■ What is expected ■
Which lines in the records below contain the string "white"? Extract every one of them, treating uppercase and lowercase as different.

■ Data shown ■
[start]
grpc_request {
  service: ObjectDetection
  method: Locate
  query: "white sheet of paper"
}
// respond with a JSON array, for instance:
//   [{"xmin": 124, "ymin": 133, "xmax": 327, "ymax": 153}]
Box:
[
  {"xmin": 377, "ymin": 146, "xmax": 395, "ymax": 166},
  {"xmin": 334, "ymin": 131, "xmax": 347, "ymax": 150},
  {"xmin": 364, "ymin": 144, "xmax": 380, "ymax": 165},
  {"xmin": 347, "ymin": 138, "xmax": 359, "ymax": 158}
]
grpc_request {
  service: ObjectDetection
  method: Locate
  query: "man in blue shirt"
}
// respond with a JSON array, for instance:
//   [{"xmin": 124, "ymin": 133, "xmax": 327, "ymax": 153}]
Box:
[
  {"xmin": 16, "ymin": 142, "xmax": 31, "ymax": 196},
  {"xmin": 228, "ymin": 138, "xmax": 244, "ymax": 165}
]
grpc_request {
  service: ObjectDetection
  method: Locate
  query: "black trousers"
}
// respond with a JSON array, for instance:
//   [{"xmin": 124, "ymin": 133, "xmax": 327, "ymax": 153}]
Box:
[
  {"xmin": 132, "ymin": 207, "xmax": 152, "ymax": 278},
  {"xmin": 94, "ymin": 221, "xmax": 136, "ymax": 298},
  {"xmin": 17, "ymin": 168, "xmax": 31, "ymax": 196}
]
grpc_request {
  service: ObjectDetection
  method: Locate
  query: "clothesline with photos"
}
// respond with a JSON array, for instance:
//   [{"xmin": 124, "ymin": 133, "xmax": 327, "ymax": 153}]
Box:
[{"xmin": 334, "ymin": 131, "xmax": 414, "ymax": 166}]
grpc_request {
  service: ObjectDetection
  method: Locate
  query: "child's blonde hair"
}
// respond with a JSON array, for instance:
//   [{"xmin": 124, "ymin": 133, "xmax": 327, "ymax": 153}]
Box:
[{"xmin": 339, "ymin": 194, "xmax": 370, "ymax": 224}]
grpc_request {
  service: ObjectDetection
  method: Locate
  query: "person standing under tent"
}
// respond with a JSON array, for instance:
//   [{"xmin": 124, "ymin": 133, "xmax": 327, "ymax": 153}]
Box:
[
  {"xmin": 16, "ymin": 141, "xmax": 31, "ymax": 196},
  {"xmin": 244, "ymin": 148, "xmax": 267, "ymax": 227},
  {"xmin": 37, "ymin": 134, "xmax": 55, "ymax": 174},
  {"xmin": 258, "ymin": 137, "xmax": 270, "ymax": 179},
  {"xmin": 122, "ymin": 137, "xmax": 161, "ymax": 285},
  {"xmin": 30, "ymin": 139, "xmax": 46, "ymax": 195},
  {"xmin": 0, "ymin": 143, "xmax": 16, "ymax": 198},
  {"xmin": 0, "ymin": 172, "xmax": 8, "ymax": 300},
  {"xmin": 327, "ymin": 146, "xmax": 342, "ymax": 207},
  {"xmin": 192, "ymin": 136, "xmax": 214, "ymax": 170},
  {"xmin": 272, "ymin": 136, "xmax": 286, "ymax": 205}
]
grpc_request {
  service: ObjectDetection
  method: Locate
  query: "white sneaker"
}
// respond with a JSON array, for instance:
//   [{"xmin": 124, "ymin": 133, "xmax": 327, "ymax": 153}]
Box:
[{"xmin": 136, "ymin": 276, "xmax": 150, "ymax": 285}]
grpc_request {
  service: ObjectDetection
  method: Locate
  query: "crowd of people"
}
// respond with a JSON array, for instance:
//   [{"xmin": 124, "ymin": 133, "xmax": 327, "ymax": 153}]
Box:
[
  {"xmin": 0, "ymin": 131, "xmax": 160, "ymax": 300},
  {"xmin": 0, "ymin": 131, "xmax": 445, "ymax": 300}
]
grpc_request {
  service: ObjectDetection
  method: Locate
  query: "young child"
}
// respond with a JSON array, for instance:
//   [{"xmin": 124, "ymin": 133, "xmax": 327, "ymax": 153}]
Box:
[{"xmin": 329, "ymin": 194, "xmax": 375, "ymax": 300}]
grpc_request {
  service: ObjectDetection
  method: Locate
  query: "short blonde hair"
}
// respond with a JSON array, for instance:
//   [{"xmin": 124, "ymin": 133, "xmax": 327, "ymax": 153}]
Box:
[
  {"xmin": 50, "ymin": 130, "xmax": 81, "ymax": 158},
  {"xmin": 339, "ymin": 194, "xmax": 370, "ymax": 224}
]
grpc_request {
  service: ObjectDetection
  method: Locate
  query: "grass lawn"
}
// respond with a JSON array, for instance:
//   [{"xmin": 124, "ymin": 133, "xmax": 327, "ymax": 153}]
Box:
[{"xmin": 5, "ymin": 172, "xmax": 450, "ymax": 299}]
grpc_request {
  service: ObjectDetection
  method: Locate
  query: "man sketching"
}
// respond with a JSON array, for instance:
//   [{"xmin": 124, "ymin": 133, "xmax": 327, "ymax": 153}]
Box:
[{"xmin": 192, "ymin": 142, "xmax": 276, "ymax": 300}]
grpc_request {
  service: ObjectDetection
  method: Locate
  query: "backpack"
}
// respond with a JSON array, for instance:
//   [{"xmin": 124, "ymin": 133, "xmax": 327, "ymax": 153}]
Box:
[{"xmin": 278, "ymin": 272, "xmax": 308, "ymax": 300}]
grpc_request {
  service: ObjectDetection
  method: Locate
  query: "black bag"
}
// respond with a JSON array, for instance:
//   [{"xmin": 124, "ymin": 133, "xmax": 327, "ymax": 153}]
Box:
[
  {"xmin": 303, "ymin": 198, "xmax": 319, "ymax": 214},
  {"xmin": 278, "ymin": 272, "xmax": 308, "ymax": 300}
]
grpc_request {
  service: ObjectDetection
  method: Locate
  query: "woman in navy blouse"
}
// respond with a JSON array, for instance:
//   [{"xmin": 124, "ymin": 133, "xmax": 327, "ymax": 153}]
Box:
[end]
■ Expected output ■
  query: "white sheet of paper"
  query: "white sneaker"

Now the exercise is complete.